[BEGIN]

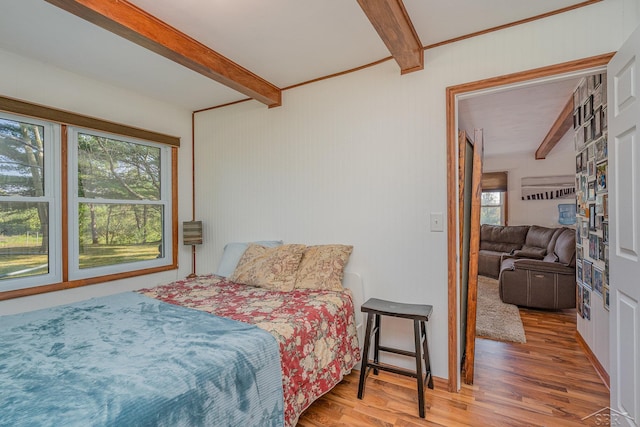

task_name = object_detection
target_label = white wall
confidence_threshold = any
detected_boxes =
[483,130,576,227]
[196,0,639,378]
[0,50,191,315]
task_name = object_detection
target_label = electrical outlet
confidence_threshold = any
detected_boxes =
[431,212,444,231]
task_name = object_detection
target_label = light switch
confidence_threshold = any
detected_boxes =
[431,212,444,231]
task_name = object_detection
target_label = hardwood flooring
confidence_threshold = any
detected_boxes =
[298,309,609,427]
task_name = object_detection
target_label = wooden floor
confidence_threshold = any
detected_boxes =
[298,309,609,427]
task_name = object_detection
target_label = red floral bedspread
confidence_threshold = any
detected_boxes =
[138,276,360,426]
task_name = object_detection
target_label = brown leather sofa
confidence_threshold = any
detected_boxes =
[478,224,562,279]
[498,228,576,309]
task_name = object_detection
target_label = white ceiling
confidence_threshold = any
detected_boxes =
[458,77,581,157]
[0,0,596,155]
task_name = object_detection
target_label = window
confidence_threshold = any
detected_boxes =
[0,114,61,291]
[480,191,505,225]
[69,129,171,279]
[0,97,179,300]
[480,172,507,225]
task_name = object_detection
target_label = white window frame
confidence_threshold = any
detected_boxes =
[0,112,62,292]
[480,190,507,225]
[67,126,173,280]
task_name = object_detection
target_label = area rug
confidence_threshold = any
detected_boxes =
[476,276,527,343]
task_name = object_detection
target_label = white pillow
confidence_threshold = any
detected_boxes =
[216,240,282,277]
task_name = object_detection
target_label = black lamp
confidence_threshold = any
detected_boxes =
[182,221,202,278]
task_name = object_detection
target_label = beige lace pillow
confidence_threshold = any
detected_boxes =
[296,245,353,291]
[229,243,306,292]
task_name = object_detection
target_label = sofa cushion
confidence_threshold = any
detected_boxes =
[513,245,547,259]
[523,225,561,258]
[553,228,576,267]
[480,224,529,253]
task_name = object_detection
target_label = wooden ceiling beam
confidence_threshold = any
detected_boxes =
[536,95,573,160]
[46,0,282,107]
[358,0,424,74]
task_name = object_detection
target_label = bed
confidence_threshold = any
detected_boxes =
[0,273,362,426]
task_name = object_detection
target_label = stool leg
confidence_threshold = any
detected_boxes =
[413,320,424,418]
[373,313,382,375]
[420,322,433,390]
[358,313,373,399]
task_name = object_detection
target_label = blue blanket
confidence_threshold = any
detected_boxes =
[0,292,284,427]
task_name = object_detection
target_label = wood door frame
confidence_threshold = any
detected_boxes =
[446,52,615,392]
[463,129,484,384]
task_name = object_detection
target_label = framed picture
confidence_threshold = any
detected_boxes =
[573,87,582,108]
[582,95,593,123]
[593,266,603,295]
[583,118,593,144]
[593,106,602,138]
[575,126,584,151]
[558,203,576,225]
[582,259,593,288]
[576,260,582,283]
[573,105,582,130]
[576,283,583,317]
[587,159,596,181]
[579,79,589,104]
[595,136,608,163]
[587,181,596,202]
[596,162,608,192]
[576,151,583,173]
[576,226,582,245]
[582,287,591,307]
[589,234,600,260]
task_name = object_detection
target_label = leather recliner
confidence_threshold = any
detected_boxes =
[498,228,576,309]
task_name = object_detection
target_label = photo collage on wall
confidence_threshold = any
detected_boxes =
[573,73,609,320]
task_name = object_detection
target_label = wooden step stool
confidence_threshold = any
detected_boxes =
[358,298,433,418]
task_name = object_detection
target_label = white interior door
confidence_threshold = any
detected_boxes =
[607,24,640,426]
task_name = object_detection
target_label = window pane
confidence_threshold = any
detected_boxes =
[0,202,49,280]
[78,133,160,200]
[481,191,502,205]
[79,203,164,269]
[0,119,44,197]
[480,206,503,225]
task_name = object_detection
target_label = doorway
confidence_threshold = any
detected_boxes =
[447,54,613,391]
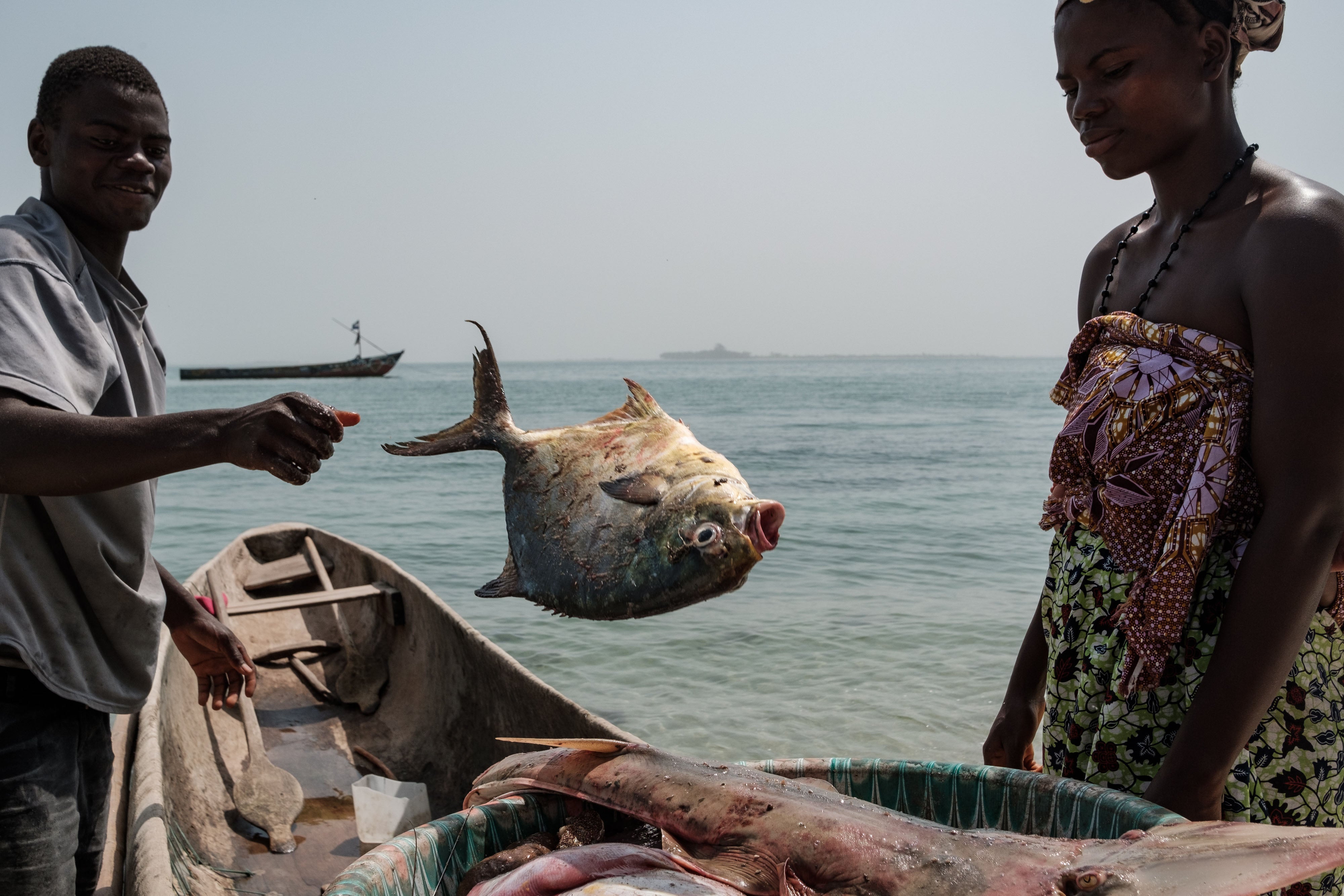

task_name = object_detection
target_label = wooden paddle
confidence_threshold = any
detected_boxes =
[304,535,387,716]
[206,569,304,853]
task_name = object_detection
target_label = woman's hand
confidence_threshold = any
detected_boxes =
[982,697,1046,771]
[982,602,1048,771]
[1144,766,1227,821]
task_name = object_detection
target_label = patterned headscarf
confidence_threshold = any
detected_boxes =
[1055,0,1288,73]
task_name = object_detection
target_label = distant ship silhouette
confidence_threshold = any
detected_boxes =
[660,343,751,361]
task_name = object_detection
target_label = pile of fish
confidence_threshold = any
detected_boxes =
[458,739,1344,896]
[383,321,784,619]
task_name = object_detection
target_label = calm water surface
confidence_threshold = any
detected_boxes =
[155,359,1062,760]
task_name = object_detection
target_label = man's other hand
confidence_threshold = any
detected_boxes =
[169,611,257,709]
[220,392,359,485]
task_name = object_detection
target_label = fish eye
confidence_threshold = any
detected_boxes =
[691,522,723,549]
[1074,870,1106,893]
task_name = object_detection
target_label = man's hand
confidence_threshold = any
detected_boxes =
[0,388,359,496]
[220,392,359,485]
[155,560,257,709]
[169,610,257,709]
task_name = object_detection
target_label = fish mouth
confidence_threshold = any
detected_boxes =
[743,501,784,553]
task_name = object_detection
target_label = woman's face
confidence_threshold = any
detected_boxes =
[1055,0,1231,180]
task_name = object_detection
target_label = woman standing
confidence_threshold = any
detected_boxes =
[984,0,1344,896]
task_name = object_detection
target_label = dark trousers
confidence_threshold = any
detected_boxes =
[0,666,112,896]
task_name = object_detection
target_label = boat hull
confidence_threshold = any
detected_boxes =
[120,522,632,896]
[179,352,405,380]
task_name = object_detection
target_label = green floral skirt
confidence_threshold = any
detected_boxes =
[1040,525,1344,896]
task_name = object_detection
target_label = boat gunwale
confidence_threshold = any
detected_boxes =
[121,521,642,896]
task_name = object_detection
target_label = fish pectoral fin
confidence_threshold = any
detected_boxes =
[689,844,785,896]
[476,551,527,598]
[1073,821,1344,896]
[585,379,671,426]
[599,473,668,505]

[END]

** Aim **
Reproduce the listing from its start through the line containing "[480,224,529,253]", substituting "couch cushion" for "sofa cushion" and keeping everything else the same. Omit the pictures from your answer.

** Solved exercise **
task_name = object_detection
target_label = white wall
confidence_threshold = any
detected_boxes =
[483,130,576,227]
[196,0,639,378]
[0,50,191,315]
task_name = object_detection
target_label = electrical outlet
confidence_threshold = any
detected_boxes =
[431,212,444,231]
task_name = object_detection
target_label = light switch
confidence_threshold = any
detected_boxes =
[431,212,444,231]
task_name = object_detection
target_label = hardwood flooring
confidence_threshold = any
detected_boxes =
[298,309,609,427]
task_name = object_detection
target_label = wooden floor
confidence_threshold = any
detected_boxes =
[298,309,609,427]
task_name = object_detection
target_label = red floral bedspread
confidence_threshold = any
detected_boxes =
[138,276,360,426]
task_name = object_detection
target_label = brown leather sofa
confidence_threshold = any
detected_boxes =
[478,224,562,279]
[498,228,576,309]
task_name = object_detection
target_label = white ceiling
confidence_threshold = any
detected_boxes =
[458,77,581,157]
[0,0,596,155]
task_name = object_detection
target_label = window
confidence_threshold = any
detected_boxes =
[0,114,61,291]
[480,191,505,225]
[69,129,171,279]
[0,97,179,300]
[480,172,507,225]
task_name = object_detection
target_label = white window frame
confidence_threshold = any
detected_boxes =
[0,112,62,292]
[480,190,507,225]
[67,126,173,280]
task_name = object_detection
target_label = area rug
confidence_threshold = any
detected_boxes =
[476,276,527,343]
task_name = object_detection
target_label = white pillow
confidence_threshold = any
detected_boxes =
[216,240,282,277]
task_name = object_detection
target_label = black lamp
confidence_threshold = any
detected_boxes =
[182,221,202,278]
task_name = object_detection
target_label = beige lace pillow
confidence_threshold = any
detected_boxes =
[296,245,353,291]
[229,243,306,292]
task_name = object_detection
target_label = couch cushion
confidence_threshold = any
detected_boxes =
[513,245,547,259]
[523,225,561,258]
[553,228,576,267]
[480,224,529,253]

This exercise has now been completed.